> What needs to be done
Change "outline" to "contour" in the part of the material that opens with the line containing "Return the outline of every instance of the electrical" and closes with the line containing "379 557 L 388". Rewrite only those lines, with nothing else altered.

> Stored records
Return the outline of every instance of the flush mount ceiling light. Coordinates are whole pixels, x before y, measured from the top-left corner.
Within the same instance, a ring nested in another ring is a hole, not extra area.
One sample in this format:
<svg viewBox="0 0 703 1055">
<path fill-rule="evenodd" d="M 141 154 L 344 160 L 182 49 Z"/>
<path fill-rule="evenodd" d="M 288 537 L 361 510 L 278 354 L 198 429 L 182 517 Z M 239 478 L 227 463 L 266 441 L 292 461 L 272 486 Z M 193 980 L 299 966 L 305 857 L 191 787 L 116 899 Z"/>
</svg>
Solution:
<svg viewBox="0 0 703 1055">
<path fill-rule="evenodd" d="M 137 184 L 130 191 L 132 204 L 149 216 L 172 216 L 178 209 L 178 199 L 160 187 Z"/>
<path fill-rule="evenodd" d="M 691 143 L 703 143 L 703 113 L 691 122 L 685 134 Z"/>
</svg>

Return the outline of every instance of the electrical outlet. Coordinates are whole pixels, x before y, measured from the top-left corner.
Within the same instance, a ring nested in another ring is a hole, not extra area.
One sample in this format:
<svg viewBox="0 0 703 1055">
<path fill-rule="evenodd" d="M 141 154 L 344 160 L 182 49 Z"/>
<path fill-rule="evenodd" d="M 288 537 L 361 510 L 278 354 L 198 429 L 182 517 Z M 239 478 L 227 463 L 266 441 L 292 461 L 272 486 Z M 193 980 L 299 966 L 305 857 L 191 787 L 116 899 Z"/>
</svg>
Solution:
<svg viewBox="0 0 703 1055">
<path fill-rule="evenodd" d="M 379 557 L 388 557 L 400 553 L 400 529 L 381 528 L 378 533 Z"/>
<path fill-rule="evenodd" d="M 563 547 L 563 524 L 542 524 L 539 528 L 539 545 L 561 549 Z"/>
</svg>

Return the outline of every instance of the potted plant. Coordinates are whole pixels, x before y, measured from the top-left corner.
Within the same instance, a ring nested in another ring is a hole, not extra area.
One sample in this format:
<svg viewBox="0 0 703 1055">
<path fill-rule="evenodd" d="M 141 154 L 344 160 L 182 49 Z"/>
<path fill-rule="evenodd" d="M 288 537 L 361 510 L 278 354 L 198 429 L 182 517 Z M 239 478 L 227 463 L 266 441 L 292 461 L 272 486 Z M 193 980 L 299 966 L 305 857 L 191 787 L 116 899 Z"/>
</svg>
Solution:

> Written answer
Return the contour of every instance of the electrical outlet. Coordinates are whole pixels, x before y, measured from the top-left corner.
Within the same instance, a ring nested in another ring is a hole, not extra area.
One sample in this format:
<svg viewBox="0 0 703 1055">
<path fill-rule="evenodd" d="M 141 154 L 344 160 L 182 49 Z"/>
<path fill-rule="evenodd" d="M 288 537 L 361 510 L 278 354 L 198 429 L 182 517 Z M 239 478 L 227 463 L 266 441 L 292 461 L 272 486 Z M 193 980 L 299 966 L 305 857 L 191 787 L 116 899 Z"/>
</svg>
Solution:
<svg viewBox="0 0 703 1055">
<path fill-rule="evenodd" d="M 379 557 L 388 557 L 400 553 L 400 529 L 381 528 L 378 533 Z"/>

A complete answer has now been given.